▶ [INSTRUCTION]
Copy the data below starting at the line containing "target: tank top strap" and ending after the line containing "436 217 L 436", keeping every character as it is.

>>>>>

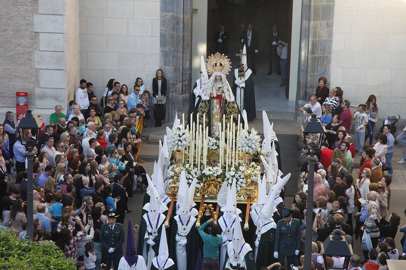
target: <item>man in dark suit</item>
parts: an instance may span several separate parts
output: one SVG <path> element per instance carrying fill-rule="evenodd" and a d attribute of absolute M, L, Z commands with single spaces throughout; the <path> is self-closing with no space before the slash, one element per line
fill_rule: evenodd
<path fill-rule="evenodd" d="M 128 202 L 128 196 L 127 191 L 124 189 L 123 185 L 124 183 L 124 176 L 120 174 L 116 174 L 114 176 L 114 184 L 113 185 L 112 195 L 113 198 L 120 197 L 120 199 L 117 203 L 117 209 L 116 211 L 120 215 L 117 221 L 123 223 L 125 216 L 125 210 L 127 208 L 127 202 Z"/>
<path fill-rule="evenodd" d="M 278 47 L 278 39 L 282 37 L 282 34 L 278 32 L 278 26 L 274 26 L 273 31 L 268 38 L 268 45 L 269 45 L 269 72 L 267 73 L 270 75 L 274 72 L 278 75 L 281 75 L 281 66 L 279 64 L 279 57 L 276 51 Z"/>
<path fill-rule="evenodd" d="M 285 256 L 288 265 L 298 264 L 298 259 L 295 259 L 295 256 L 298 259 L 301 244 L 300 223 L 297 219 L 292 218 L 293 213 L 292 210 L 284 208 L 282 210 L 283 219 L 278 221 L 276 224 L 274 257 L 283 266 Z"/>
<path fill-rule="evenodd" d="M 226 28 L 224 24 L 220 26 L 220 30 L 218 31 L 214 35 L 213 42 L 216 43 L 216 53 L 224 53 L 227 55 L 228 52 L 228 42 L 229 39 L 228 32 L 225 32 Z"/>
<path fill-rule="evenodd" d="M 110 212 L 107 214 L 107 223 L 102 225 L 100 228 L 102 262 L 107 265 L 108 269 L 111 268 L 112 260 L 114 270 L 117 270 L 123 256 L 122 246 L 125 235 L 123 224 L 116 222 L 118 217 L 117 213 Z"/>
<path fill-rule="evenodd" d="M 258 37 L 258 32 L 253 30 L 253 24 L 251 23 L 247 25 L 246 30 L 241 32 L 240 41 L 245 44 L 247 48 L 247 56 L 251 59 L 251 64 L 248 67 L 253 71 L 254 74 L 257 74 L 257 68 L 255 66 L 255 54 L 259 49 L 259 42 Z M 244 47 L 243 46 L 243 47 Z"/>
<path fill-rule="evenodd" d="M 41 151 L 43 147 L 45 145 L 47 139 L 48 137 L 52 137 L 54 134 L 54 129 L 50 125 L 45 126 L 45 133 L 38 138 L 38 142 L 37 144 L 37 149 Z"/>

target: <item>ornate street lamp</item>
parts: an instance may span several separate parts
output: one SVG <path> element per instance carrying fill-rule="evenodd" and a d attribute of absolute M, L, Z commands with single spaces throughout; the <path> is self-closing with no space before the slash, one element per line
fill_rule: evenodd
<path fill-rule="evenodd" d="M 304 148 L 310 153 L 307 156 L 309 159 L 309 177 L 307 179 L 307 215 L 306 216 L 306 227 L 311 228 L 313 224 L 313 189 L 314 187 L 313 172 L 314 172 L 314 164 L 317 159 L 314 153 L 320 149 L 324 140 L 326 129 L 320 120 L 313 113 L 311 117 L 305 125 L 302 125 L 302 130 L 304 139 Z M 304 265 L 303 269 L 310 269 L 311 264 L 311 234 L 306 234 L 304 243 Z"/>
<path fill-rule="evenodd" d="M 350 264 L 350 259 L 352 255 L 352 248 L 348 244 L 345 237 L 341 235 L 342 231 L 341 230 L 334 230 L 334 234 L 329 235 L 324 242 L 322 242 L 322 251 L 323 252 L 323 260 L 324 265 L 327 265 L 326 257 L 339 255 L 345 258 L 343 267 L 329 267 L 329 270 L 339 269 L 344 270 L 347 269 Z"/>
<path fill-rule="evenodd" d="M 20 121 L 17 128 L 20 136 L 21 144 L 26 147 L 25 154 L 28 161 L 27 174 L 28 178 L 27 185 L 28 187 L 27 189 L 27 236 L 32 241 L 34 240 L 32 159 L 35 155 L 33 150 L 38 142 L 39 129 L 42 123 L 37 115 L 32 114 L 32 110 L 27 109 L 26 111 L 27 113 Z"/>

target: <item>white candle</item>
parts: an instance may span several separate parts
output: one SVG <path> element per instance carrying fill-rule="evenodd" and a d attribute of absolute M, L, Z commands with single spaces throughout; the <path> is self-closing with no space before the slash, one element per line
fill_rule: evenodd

<<<<<
>>>>>

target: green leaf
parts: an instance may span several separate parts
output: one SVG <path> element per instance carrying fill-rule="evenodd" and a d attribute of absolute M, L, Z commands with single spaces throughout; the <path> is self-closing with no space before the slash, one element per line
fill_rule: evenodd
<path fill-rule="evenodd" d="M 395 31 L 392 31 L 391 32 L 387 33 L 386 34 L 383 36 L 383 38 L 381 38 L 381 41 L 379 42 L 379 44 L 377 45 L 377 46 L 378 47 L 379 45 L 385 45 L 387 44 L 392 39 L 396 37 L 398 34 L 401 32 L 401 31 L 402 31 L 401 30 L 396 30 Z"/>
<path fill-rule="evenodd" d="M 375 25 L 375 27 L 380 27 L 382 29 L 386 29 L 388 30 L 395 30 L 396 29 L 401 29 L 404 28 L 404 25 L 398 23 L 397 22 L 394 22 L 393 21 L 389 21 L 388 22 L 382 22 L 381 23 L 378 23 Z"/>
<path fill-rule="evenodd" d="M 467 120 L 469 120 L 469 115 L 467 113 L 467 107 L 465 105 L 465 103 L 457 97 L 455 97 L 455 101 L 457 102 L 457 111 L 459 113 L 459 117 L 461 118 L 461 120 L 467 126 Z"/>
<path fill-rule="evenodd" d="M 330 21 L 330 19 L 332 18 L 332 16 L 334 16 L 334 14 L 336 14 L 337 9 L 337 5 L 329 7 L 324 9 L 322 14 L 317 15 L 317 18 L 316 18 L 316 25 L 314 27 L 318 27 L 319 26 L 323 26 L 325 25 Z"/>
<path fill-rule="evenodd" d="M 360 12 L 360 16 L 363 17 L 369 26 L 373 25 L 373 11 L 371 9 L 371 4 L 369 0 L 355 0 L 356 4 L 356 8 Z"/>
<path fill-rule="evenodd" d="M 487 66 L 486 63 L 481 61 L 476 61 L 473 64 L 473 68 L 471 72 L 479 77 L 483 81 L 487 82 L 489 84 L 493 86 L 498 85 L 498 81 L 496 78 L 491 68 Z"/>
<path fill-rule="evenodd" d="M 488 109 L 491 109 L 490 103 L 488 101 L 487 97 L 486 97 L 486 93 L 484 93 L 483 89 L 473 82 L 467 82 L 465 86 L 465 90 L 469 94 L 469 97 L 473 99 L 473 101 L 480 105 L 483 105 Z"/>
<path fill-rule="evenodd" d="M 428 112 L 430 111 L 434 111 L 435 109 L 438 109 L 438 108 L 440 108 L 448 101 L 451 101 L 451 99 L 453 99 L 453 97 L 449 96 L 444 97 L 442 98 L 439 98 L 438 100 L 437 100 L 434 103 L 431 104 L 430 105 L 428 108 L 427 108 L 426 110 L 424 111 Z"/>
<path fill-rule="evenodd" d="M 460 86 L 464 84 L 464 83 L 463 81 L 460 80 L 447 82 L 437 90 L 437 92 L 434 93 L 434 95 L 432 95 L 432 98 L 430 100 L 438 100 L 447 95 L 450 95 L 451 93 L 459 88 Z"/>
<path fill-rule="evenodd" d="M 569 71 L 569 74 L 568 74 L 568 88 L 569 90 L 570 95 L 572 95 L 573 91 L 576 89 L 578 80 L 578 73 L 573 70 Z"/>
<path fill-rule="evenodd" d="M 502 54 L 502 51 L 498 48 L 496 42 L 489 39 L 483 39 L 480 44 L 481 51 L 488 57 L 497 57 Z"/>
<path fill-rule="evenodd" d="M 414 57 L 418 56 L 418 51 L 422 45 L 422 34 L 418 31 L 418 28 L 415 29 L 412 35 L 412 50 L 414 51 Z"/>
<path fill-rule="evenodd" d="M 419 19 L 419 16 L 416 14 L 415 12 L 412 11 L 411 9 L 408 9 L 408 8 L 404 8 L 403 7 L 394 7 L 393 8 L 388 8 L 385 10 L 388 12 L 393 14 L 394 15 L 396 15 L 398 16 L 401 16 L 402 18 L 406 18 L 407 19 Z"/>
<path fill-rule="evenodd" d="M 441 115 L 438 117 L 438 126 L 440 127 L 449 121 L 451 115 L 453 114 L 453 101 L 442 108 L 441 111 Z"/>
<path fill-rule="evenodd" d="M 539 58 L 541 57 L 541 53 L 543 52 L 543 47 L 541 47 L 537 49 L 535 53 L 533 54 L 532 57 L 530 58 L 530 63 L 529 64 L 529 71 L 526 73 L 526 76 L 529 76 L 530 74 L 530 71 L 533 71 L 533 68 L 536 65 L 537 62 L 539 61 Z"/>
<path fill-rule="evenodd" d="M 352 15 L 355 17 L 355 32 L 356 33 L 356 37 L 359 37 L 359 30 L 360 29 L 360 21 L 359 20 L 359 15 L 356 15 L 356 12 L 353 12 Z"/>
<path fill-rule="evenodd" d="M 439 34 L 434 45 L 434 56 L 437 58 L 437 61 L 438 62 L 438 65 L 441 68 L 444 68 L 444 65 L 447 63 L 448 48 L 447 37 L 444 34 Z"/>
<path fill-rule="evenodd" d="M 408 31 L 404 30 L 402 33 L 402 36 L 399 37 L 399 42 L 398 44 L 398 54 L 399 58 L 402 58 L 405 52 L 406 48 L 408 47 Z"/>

<<<<<
>>>>>

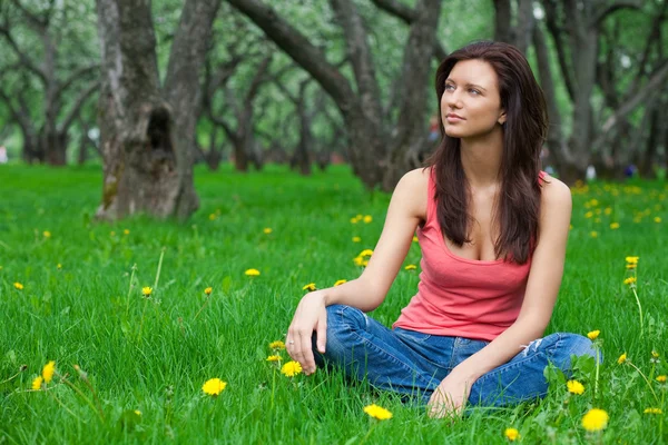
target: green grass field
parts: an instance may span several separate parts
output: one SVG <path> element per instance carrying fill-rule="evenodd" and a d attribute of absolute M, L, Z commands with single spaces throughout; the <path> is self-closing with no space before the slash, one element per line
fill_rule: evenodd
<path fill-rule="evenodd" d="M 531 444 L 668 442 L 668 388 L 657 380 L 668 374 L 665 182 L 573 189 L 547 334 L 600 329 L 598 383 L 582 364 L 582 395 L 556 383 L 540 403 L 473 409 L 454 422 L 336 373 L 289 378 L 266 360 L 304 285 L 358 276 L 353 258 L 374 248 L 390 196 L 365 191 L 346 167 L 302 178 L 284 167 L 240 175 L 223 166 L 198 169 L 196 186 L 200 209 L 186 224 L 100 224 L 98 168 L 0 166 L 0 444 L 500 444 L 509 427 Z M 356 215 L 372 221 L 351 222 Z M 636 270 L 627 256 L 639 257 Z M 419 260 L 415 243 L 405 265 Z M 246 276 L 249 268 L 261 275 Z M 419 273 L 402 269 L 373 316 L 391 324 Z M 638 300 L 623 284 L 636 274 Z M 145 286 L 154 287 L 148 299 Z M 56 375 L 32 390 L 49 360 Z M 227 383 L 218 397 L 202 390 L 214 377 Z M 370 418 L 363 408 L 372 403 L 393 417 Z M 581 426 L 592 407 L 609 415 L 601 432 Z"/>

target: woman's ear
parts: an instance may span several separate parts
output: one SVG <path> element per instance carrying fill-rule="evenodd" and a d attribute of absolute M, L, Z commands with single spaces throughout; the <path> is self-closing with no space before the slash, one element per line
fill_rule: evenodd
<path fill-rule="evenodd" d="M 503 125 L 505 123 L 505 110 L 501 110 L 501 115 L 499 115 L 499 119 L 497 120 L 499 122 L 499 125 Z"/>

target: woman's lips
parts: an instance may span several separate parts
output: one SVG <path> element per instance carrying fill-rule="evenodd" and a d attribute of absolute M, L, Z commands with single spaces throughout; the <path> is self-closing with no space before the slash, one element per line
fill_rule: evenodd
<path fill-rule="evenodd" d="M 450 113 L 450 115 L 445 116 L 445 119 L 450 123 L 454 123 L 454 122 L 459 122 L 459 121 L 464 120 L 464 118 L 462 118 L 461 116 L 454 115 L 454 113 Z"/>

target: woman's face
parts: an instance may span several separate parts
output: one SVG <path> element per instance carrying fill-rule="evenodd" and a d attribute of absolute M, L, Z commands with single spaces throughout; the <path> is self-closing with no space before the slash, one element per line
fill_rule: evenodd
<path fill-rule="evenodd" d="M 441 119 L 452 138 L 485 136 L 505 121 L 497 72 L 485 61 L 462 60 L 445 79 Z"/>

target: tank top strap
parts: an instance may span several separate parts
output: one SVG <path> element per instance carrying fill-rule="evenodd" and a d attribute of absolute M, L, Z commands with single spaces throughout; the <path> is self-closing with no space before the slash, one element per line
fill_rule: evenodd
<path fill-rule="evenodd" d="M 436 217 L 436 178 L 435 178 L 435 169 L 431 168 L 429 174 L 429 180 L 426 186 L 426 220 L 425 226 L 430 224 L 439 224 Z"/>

<<<<<

▶ [FINISHED EXERCISE]
target: tank top strap
parts: an instance may span several separate parts
output: one SVG <path> element per instance carrying fill-rule="evenodd" and a d attribute of absolute M, L, Z commands with single spaces throughout; the <path> is self-closing with no space before the slash, one element per line
fill_rule: evenodd
<path fill-rule="evenodd" d="M 436 217 L 436 178 L 435 178 L 435 169 L 431 168 L 429 174 L 429 180 L 426 186 L 426 220 L 425 226 L 430 224 L 439 224 Z"/>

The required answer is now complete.